* [What you have to do]
Quote the listing below in its entirety.

* [Excerpted records]
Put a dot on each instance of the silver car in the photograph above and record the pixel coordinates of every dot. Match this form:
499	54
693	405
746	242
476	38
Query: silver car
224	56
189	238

* [Solution]
Put a dot on each instance of the silver car in the photograph above and record the pixel coordinates of every dot. Match this form:
499	54
693	405
746	242
476	38
Query: silver car
224	56
189	238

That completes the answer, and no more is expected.